____ Information given
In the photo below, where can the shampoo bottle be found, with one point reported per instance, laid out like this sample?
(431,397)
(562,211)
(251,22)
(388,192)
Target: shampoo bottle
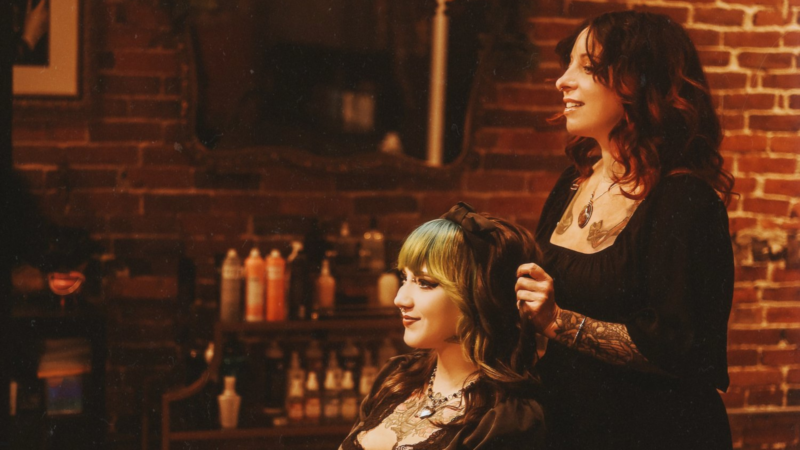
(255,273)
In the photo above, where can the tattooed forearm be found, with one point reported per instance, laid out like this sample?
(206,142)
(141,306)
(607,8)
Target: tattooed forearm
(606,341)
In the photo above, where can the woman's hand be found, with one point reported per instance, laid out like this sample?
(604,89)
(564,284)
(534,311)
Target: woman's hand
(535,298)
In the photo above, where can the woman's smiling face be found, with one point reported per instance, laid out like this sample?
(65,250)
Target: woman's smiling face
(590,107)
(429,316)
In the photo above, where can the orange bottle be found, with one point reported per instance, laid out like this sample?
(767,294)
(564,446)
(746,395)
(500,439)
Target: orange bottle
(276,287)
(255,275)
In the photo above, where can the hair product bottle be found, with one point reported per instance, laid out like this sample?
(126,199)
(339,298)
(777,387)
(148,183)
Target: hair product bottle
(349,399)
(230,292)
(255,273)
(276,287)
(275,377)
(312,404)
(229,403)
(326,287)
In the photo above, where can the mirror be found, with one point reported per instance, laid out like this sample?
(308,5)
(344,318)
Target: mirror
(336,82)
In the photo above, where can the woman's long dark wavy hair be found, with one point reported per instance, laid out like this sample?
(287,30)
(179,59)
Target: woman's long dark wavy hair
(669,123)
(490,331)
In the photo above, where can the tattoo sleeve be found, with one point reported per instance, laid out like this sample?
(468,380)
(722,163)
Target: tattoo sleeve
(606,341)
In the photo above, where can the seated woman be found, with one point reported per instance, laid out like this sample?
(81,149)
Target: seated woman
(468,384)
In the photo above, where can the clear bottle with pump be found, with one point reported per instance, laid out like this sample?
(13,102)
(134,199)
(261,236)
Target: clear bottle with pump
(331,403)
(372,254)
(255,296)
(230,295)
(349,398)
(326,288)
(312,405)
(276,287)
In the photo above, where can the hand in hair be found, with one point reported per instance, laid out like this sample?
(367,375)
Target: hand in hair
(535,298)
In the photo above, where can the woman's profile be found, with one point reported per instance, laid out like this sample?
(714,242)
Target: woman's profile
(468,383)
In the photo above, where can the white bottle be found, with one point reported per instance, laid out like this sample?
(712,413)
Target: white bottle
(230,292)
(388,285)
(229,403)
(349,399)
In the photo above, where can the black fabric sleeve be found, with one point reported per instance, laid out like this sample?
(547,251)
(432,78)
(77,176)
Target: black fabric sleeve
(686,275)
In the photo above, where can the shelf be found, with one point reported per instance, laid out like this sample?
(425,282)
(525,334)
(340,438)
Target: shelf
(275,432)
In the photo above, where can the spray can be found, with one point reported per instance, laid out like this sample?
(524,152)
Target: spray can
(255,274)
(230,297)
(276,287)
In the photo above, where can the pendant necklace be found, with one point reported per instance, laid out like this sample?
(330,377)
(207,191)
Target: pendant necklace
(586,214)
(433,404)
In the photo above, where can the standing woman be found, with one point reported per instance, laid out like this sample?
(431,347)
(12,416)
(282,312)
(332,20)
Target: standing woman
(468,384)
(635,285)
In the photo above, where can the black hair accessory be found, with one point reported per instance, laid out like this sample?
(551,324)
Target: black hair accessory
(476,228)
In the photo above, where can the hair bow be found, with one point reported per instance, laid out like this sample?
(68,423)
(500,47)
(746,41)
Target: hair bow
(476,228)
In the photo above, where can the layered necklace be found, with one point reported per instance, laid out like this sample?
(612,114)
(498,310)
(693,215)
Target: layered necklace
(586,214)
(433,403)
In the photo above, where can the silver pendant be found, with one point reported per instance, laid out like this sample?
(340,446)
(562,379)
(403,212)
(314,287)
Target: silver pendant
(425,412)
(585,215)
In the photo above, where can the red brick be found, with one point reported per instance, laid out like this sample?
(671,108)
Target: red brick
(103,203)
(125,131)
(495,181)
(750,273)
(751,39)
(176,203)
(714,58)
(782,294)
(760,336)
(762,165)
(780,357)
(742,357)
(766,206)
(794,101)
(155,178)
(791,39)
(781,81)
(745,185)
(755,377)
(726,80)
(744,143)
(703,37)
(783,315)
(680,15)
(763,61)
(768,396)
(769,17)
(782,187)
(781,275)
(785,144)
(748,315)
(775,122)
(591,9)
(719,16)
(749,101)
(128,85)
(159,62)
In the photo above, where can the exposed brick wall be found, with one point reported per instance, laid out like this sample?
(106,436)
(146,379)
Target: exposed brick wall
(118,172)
________
§ Problem to solve:
Give back each line above exactly, with pictures dropped.

§ Task output:
In the photo below, where can the shampoo bottle be found, with one point reported per instance, laid out like this sample?
(431,397)
(562,211)
(251,22)
(388,192)
Target: shampoo bottle
(255,273)
In the photo above, where can the tattooed forearm be found, with one point reported per instance, laid out like this sample?
(206,142)
(141,306)
(607,8)
Target: tattooed forearm
(606,341)
In the photo above, where can the woman's hand be found, with one point reported per instance, laid out like this sample?
(604,89)
(564,284)
(534,311)
Target: woman's hand
(535,298)
In the photo above, where can the woman's smiling face be found, with one point reported per instance, laid out like this sample?
(65,250)
Target: woman's smiling face
(590,107)
(429,316)
In the photo above, where can the orange bottle be found, with one point reported per instance, laid out like this sample?
(767,294)
(564,446)
(746,395)
(500,439)
Target: orange bottle
(276,287)
(255,275)
In the photo above, where can the hair product bottle be found, with one point reported per instance, laid out like this sample?
(126,199)
(339,298)
(777,387)
(148,183)
Target: hair product bottle
(349,399)
(230,292)
(255,273)
(276,287)
(275,377)
(312,404)
(229,403)
(326,287)
In the photo above, where can the mirror be found, with one point reported per instance, laid out like this sample?
(308,5)
(344,318)
Target: mirror
(336,82)
In the photo above, where can the woman's long dark wavy hair be found, with one point reported per instance, laid out like this sample?
(287,30)
(179,59)
Target: woman's long dark wavy hair
(669,123)
(490,331)
In the photo above, where can the tattoo sleeve be found, with one point reported per instance, laid out like this sample?
(468,380)
(722,163)
Target: tattoo sleeve
(606,341)
In the photo above, where can the seated woman be found, with one point reported per instance, laid out like this sample?
(81,149)
Target: seated woman
(468,384)
In the photo above, where can the clear bottle with pump be found, with one point reported per instance, laid out like this sample?
(13,102)
(134,199)
(261,236)
Target: clear bottle with pump
(331,403)
(372,254)
(255,296)
(230,295)
(349,398)
(326,288)
(312,405)
(276,287)
In the photo above, where can the hand in hair be found, with one point reported per instance, laid out like this sample?
(367,375)
Target: hand in hair
(535,298)
In the photo above, where can the woman's profile be found, with one point reported per instance, laid out like this sample?
(714,242)
Target: woman's profile
(468,383)
In the photo above, where can the white bottle be found, with one point reported per instance, laid out like this sample?
(712,413)
Target: white bottle
(230,292)
(388,285)
(229,403)
(349,399)
In the photo above, where can the black fabric sleeve be found, with one point reported per instance, laid out like this sample?
(547,251)
(432,78)
(77,176)
Target: black fabric sleeve
(686,275)
In the photo above, where can the shelf be found, with one point reported per instance, laid out like this sample?
(425,282)
(525,334)
(340,438)
Target: shelf
(275,432)
In the photo above, where can the spray can be found, with one point reported per instance, laid out like this sample?
(524,152)
Target: spray can
(255,274)
(230,297)
(276,287)
In the photo above, where can the pendant necklace be found, with one point reported per instance, laid out like this sample?
(330,377)
(207,191)
Target: pendant necklace
(586,214)
(433,404)
In the photo above, where can the standing woman be found, with one point reported per instance, laid out like this sample?
(431,347)
(12,416)
(282,312)
(332,20)
Target: standing woman
(468,384)
(635,285)
In the photo above, where can the black hair accessory be found, with one point reported per instance, laid out like this sample?
(551,324)
Target: black hair accessory
(476,228)
In the photo above, where can the hair bow be found, with one point reported per instance, laid out like this sample?
(68,423)
(500,47)
(746,41)
Target: hair bow
(476,228)
In the photo above, where can the layered necklace be found, with one point reported per instance, laid out like this sample?
(612,114)
(498,310)
(693,215)
Target: layered necklace
(586,214)
(433,403)
In the photo above, where can the silver pendant be found, with one point reported per instance, laid out like this sample?
(340,446)
(562,379)
(403,212)
(314,287)
Target: silver pendant
(425,412)
(585,215)
In the photo above, where can the red brick be found, with one point reported per instance, laid out like this sample?
(671,108)
Target: red brick
(103,203)
(125,131)
(495,181)
(750,273)
(751,39)
(176,203)
(714,58)
(782,294)
(760,336)
(762,165)
(780,357)
(742,357)
(766,206)
(794,101)
(155,178)
(791,39)
(781,81)
(745,185)
(755,377)
(726,80)
(744,143)
(703,37)
(783,315)
(680,15)
(763,61)
(768,396)
(769,17)
(782,187)
(781,275)
(785,144)
(748,315)
(775,122)
(591,9)
(719,16)
(749,101)
(128,85)
(159,62)
In the photo above, where can the exposed brick wall be found, with one point reported per instance, laid out like this sample?
(106,436)
(146,379)
Target: exposed brick wall
(118,172)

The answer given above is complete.